====== PROVIDED RECORDS

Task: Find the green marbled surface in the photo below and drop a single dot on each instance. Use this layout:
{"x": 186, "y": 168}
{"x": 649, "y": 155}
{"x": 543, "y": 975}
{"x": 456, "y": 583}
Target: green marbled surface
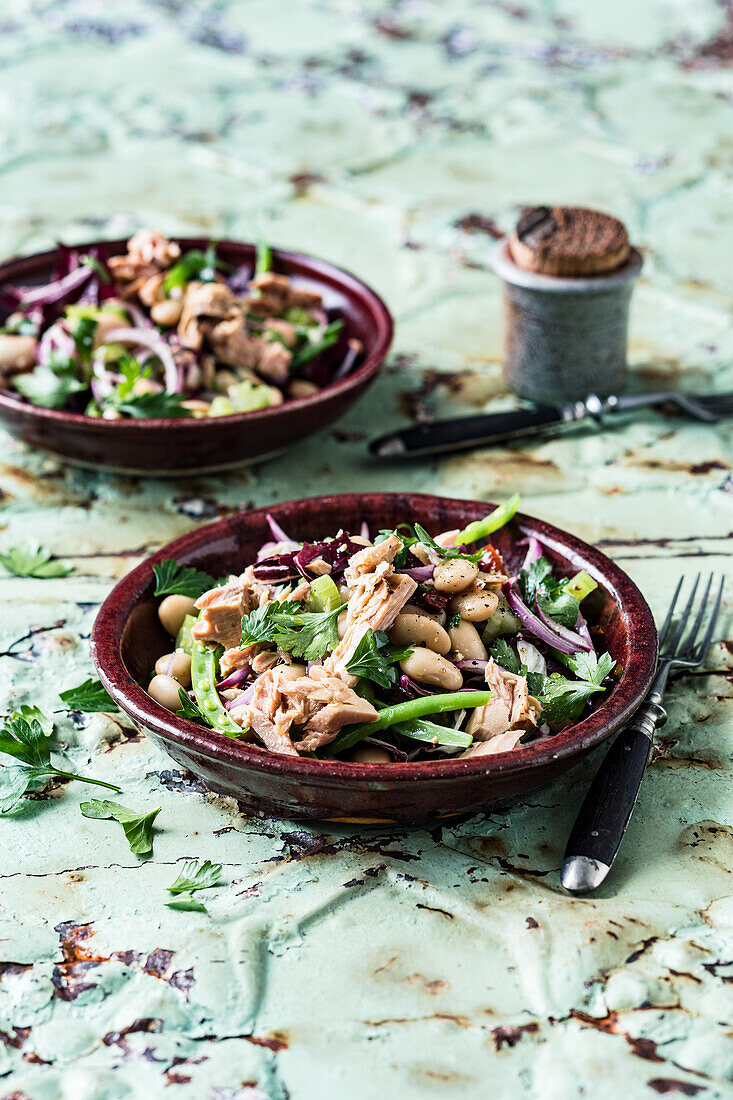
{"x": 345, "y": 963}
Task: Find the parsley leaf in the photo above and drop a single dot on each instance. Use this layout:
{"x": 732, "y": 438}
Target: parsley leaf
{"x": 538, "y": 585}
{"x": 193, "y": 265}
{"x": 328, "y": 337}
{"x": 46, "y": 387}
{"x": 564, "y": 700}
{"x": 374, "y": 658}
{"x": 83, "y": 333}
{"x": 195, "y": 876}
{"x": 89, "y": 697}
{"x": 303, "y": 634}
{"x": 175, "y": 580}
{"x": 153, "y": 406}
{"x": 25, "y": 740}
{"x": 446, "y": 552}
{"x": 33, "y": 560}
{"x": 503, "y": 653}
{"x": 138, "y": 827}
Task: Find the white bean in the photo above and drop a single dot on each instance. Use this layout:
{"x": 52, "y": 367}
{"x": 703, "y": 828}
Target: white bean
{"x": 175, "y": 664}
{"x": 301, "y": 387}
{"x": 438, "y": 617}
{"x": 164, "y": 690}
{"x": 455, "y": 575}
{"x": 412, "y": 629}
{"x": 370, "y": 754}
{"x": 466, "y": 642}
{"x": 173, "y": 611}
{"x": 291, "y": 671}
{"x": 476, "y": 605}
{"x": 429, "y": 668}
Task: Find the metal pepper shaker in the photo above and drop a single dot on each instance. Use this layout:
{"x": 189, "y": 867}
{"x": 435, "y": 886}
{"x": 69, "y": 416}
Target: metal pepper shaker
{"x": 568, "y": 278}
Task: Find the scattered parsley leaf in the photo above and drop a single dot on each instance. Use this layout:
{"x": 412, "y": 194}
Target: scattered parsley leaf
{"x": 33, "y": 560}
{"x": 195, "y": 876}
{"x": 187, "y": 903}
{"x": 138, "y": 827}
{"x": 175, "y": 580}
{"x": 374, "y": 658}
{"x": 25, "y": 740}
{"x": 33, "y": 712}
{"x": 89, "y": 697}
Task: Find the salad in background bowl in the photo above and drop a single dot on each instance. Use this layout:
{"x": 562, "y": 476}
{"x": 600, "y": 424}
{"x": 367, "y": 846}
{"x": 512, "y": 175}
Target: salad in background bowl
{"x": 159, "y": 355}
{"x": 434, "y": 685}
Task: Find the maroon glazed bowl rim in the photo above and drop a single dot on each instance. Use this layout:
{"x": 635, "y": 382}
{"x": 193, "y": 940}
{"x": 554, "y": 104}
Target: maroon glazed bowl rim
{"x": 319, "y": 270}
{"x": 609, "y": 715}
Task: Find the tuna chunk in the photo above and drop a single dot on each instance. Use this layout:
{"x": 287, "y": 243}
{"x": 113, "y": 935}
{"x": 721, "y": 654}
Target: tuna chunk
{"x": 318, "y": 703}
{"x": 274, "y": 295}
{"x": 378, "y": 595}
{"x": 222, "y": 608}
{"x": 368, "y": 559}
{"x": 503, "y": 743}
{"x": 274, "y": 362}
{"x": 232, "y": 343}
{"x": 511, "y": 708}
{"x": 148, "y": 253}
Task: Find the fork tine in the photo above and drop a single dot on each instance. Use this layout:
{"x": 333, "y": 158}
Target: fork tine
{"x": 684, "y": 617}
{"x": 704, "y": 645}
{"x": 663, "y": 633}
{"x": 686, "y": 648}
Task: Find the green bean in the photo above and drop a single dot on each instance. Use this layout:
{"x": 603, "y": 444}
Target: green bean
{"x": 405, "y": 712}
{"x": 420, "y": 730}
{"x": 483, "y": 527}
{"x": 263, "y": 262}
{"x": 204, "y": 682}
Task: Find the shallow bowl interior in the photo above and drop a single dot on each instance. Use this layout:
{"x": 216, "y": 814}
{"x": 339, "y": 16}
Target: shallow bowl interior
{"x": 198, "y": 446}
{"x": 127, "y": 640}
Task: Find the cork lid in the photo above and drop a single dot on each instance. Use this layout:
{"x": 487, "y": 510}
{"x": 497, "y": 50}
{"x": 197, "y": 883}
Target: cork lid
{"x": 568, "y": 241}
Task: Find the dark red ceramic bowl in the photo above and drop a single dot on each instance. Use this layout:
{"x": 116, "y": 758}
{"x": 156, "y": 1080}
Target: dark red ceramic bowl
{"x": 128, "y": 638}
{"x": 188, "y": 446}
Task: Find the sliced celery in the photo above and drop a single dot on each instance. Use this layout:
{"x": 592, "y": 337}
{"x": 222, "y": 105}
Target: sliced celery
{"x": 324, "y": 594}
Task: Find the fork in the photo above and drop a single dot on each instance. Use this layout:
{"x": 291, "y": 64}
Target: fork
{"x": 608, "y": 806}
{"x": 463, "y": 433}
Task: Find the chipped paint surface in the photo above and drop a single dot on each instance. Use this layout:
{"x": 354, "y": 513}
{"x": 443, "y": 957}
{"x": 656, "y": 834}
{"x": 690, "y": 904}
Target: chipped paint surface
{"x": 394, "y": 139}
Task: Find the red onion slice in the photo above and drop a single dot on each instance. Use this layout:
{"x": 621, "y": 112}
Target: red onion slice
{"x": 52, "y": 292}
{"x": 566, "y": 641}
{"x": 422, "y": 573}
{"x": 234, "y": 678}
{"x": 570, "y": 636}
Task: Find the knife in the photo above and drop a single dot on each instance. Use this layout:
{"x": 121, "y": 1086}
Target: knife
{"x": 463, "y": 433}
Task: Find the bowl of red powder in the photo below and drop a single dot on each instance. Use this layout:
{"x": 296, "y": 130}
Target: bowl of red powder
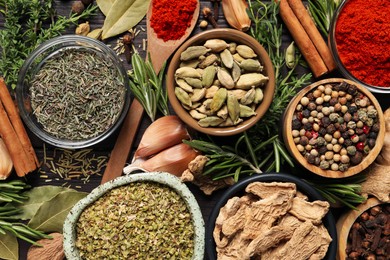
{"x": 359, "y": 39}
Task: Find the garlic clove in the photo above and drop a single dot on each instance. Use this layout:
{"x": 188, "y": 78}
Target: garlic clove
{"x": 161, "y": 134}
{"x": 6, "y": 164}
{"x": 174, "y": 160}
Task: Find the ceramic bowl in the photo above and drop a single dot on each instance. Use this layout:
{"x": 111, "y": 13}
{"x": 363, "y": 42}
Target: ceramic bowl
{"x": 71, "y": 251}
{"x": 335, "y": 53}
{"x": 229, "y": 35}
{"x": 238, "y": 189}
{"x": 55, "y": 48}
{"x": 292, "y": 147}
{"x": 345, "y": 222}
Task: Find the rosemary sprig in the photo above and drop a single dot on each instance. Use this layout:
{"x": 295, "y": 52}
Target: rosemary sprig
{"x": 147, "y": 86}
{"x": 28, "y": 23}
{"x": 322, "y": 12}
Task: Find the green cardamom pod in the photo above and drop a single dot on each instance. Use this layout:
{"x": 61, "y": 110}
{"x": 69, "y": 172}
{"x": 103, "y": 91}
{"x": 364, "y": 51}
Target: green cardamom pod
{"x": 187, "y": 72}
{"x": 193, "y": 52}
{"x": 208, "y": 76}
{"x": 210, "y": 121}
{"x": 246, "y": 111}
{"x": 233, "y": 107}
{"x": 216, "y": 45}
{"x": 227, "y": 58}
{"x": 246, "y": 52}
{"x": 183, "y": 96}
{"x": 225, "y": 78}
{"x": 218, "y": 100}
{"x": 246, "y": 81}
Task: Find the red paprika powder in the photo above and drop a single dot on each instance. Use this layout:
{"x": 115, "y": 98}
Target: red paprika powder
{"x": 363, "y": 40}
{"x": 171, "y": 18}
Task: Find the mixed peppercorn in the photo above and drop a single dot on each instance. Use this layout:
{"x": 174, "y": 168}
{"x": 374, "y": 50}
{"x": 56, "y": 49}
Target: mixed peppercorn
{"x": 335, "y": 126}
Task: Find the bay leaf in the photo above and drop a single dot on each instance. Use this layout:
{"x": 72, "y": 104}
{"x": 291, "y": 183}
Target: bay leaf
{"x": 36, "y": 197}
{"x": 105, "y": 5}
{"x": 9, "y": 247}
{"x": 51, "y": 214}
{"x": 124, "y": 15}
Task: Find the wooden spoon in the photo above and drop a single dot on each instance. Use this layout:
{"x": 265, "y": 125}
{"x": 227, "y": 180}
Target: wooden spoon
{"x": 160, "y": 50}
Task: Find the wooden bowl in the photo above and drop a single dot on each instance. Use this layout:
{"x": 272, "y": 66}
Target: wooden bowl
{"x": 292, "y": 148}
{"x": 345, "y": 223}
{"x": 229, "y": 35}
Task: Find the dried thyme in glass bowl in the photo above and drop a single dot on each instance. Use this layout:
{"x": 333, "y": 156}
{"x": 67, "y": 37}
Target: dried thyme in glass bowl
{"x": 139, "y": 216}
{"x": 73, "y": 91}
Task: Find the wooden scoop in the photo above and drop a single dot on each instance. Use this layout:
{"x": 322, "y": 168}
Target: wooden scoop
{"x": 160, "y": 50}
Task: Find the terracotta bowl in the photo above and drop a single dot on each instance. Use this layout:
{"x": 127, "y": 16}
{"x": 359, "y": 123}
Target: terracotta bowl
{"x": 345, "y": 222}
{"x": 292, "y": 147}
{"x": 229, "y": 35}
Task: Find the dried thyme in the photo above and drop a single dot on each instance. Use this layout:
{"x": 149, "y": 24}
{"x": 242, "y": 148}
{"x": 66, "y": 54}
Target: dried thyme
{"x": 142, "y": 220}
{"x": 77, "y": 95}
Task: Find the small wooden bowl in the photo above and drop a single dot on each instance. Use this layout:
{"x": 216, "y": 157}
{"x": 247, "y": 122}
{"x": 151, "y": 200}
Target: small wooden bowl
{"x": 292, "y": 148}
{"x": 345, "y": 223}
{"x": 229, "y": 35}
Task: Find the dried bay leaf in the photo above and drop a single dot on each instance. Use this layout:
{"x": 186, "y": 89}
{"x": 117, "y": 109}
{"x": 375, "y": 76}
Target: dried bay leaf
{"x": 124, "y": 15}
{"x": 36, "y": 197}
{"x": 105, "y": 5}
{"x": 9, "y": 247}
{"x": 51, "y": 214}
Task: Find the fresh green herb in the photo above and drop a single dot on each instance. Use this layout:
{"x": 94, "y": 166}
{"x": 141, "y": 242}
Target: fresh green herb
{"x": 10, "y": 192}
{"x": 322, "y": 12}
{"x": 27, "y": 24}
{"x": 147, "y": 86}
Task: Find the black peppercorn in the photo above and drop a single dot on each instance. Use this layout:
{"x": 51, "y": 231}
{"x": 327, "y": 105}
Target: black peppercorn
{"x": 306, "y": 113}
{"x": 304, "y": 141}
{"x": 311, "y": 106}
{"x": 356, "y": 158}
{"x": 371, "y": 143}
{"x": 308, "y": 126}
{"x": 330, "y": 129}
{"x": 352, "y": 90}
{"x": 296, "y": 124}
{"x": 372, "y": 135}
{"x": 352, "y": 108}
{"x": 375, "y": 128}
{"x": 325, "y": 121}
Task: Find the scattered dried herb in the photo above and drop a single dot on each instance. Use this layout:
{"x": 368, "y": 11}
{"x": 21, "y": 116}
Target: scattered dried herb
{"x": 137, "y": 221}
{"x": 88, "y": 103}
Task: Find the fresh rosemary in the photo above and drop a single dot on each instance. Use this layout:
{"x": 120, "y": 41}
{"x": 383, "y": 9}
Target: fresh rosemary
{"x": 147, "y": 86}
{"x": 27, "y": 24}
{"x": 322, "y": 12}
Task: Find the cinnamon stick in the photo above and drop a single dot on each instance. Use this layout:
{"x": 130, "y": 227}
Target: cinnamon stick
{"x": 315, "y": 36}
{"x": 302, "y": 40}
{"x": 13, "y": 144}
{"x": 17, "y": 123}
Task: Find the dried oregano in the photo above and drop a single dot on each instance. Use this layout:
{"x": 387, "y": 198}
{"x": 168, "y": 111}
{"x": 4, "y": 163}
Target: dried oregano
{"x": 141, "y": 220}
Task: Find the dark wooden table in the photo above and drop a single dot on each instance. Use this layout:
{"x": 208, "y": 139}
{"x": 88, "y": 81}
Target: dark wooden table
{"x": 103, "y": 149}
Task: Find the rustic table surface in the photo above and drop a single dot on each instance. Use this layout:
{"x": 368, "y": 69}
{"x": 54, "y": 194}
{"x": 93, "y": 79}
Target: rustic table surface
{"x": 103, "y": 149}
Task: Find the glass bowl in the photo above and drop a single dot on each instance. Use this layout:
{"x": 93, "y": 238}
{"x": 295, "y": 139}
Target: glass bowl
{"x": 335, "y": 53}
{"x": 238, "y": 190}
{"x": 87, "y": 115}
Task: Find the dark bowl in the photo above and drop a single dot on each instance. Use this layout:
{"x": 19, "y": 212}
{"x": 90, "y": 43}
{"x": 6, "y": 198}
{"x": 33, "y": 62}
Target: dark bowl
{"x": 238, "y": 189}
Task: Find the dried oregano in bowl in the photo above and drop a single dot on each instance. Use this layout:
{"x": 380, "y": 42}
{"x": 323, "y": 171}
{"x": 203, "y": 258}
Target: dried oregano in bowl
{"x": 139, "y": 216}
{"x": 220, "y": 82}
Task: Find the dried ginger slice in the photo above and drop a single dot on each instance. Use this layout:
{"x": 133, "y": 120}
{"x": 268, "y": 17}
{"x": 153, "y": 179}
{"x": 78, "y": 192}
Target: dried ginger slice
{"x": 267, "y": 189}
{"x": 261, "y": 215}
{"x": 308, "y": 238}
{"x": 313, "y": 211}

============

- _EXERCISE OBJECTIVE_:
In the records above, locate the line that contains "Task: Find the dried oregano in the". Repeat it and every line after it, exactly, and nothing else.

- _OUTPUT_:
Task: Find the dried oregano in the photo above and drop a single dot on each instance. Use this layout:
{"x": 387, "y": 198}
{"x": 168, "y": 111}
{"x": 4, "y": 163}
Target: dried oregano
{"x": 141, "y": 220}
Task: Find the dark wooden table in the photo above and drop a single dot on each instance. Use this layout:
{"x": 208, "y": 139}
{"x": 88, "y": 81}
Target: dark wooden table
{"x": 103, "y": 149}
Task: Find the rustic table surface in the photo above and drop a single dot on each instance. Use this layout:
{"x": 368, "y": 69}
{"x": 54, "y": 194}
{"x": 93, "y": 79}
Target: rustic table surface
{"x": 103, "y": 149}
Task: Find the glass bowl in the photo above and drop a single dot on each instance. Use this layout:
{"x": 93, "y": 238}
{"x": 295, "y": 139}
Target: glass bowl
{"x": 335, "y": 53}
{"x": 238, "y": 190}
{"x": 87, "y": 115}
Task: Find the dark bowl in the photo above and drop a single dot on each instance. Use this layout:
{"x": 19, "y": 212}
{"x": 90, "y": 43}
{"x": 6, "y": 198}
{"x": 33, "y": 62}
Target: dark bowl
{"x": 238, "y": 189}
Task: Find the dried oregano in bowl in the photo above and drop a single dot on each instance. Use this layout:
{"x": 380, "y": 42}
{"x": 323, "y": 171}
{"x": 203, "y": 258}
Target: dried oregano in bowl
{"x": 139, "y": 216}
{"x": 220, "y": 82}
Task: Find the dried ginger slice in the photo above and drop a single dot on each instance. Use this layout:
{"x": 133, "y": 120}
{"x": 268, "y": 17}
{"x": 153, "y": 179}
{"x": 78, "y": 192}
Target: dried ginger slice
{"x": 267, "y": 189}
{"x": 261, "y": 215}
{"x": 308, "y": 238}
{"x": 313, "y": 211}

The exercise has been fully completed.